Assignment. Continue the text on Taiwan's taxation of share option income and estate and gift tax, starting after its last sentence.

Provided text.
Assessable Income on Share Option
= (Market share price as at execute date – Option share price) x (Days of residence in Taiwan between option granted and maturity / Option maturity period)
For tax residence who domicile in Taiwan, instead of a proportional of the premium from the share option, the full amount shall be considered as the assessable income. On the other hand, if the period of residence for the purpose of providing services in Taiwan of a non-domicile individual had not fall within the period before the option granted, the income will not be considered as sourced in Taiwan.
Estate and Gifts tax will be implied on worldwide basis to an individual who domicile in Taiwan or who stay in Taiwan for at least 365 days in total, for the prior 2 years period from the inheritance and gifts transaction taken place. However, inheritance and gifts tax will be implied when deemed to be from Taiwan on an individual which not fits the residency rule above.

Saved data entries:
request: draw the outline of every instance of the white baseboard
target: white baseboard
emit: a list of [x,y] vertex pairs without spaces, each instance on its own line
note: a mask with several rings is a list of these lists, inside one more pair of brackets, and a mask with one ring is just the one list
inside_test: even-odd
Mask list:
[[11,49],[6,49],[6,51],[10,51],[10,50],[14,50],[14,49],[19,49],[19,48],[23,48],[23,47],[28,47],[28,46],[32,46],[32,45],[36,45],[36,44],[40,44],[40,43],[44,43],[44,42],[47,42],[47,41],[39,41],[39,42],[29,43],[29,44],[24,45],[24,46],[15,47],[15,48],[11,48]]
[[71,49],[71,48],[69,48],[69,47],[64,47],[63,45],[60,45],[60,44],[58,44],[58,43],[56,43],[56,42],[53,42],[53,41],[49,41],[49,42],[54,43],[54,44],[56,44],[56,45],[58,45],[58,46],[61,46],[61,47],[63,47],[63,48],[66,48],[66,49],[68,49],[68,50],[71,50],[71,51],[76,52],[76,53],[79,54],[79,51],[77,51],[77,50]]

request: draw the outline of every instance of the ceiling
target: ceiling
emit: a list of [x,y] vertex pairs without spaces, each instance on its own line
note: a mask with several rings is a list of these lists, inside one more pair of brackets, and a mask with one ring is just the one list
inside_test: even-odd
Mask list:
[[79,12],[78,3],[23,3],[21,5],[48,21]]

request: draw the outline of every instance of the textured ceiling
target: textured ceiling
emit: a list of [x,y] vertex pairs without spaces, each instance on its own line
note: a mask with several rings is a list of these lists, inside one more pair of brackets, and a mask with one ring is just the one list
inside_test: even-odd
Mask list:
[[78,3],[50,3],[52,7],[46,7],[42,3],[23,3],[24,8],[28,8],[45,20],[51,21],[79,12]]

Response.
(1) Estate Tax
The heir, beneficial from inheritance assets, or a testamentary trustee will be subjected to estate tax in Taiwan upon the death of the inheritor/donor/ testator. The tax payable shall be calculated at the value of property had been inherited at the point of the inheritor passed away less NT$ 12 million as fixed non-taxable relief and other relief as stated in Estate and Gift Tax Act. If in the case of the deceases have hold investment in Taiwan in accordance of Statute for Investment by Overseas Chinese, any qualified property under this had been inherited will be relieved half of the value as non-taxable portion. For instance
Estate Tax = (Value of property received – Non-taxable value – Qualified deductions) x 10% – Interest and other qualified deductions accordance to Income Tax Act
(2) Gifts Tax
The recipient will be subjected to gifts tax upon receiving any property of the donor at the value of the date as transaction is made less a tax-free amount and qualified deduction in accordance to Estate and Gifts Tax Act. For instance, an amount of NT$ 2.2 million is non-taxable per assessment. However, property that is claimed to be donated to government, for schooling purpose, for charity or religious and other public use are non-taxable.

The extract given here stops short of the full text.